[[ Text section, beginning ]]
It’s mentally and emotionally draining to feel unable to provide adequate care and to always feel rushed. Nurses often see their role as a calling, and not being able to provide as much direct patient care as they feel is necessary is unmotivating and stressful.
Back in the eighties and nineties, pagers revolutionized how nurses and patients communicated. Fast-forward twenty years and those pagers seem pretty outdated.
The communications systems modern hospitals and clinics have access to are sophisticated and efficient, allowing everyone on the medical staff to stay in touch with patients via smartphones and apps.
Technological advancements have impacted the healthcare profession in positive and exciting ways, but technology also has created one of the newest challenges of nursing.
Technology moves at a very fast pace, and new advances can have an immediate impact on the way nurses work, requiring nurses to continually learn new skills.
With the challenges of long hours, how can a nurse keep up with all the newly emerging data? Added to an already heavy workload, dealing with new software or new equipment can seem overwhelming, especially if one doesn’t have a natural aptitude for technology.
For example, electronic records have made physical paper charts nearly obsolete. Faxing medical records is also a thing of the past for the most part. Now a patient’s history can be accessed with a click. Test results, medications, allergies, even religious affiliations—it’s all there.
[[ Text section, end ]]
[[ Data supplied, beginning ]]
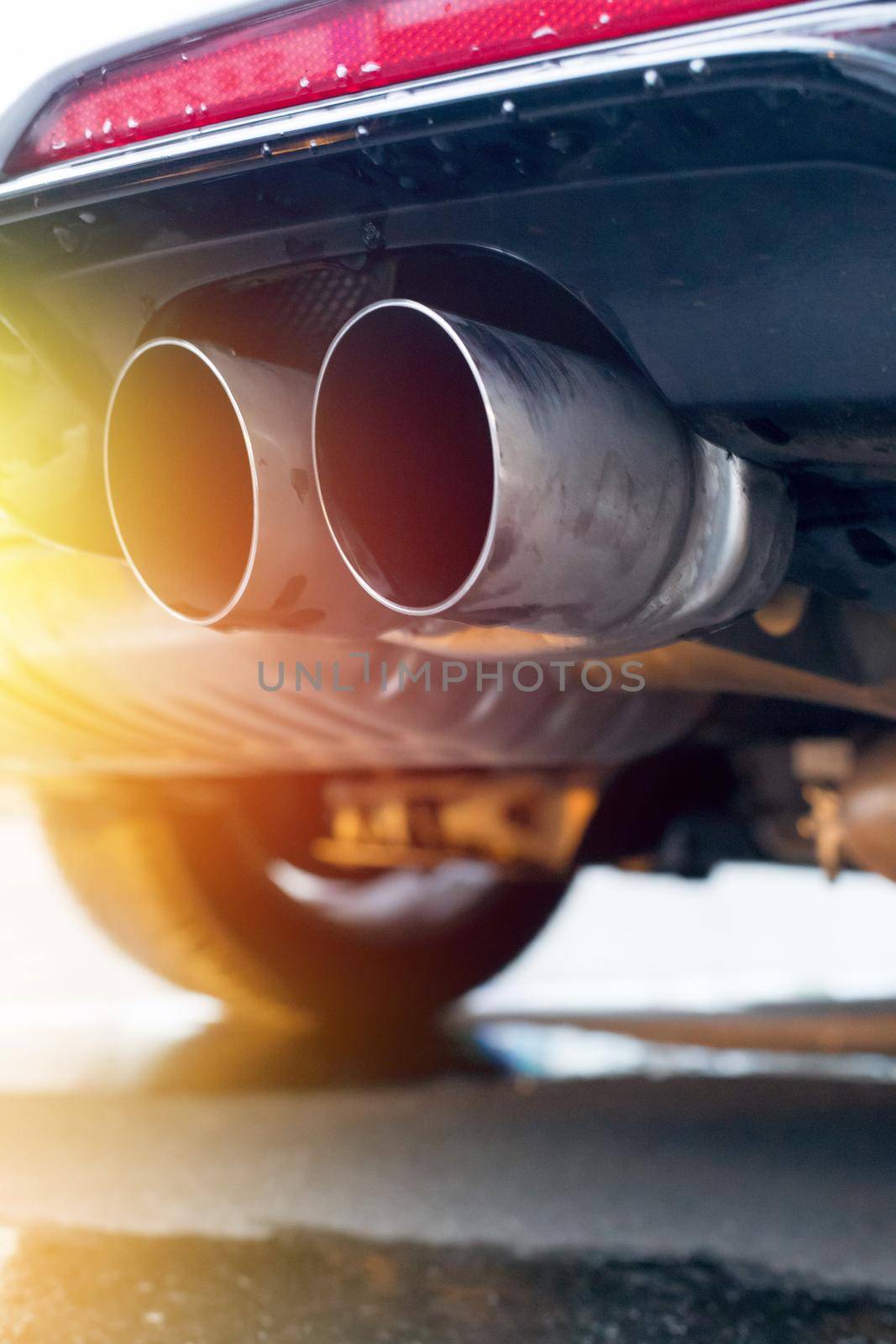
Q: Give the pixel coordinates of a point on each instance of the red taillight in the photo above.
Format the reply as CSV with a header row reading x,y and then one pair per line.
x,y
338,46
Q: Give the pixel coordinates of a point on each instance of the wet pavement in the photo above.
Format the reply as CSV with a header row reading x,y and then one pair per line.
x,y
301,1288
524,1176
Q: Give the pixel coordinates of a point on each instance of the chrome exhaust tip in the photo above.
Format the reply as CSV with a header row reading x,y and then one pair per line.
x,y
210,484
490,479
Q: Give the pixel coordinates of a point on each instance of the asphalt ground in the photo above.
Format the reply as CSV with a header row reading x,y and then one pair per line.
x,y
519,1175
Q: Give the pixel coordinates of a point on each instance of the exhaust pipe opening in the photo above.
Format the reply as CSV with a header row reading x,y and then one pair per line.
x,y
500,480
405,454
181,480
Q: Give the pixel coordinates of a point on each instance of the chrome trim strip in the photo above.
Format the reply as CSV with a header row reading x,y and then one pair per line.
x,y
799,29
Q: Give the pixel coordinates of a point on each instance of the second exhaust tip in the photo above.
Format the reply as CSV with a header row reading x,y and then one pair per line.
x,y
211,488
406,457
495,479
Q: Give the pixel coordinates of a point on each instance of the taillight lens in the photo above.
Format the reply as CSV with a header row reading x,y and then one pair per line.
x,y
305,54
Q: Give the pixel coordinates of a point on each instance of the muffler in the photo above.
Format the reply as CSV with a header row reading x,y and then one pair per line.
x,y
490,479
210,483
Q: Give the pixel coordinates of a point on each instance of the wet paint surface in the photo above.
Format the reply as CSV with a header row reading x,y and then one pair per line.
x,y
97,1289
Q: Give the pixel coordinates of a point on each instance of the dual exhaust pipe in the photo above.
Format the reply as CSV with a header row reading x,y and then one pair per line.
x,y
437,470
[[ Data supplied, end ]]
* [Activity 1] According to the passage on nursing challenges, what did pagers revolutionize in the eighties and nineties?
* [Activity 2] Reproduce the part of the passage on nursing challenges starting with "The communications systems" and going on through "challenges of nursing.".
* [Activity 3] Summarize the passage on nursing challenges in two sentences.

* [Your solution 1] Pagers revolutionized how nurses and patients communicated.

* [Your solution 2]
The communications systems modern hospitals and clinics have access to are sophisticated and efficient, allowing everyone on the medical staff to stay in touch with patients via smartphones and apps.
Technological advancements have impacted the healthcare profession in positive and exciting ways, but technology also has created one of the newest challenges of nursing.

* [Your solution 3] Nurses find it mentally and emotionally draining to feel rushed and unable to give the direct patient care they see as necessary. Technology such as smartphone communication systems and electronic records has changed healthcare in positive ways, but its fast pace requires nurses to keep learning new skills on top of an already heavy workload.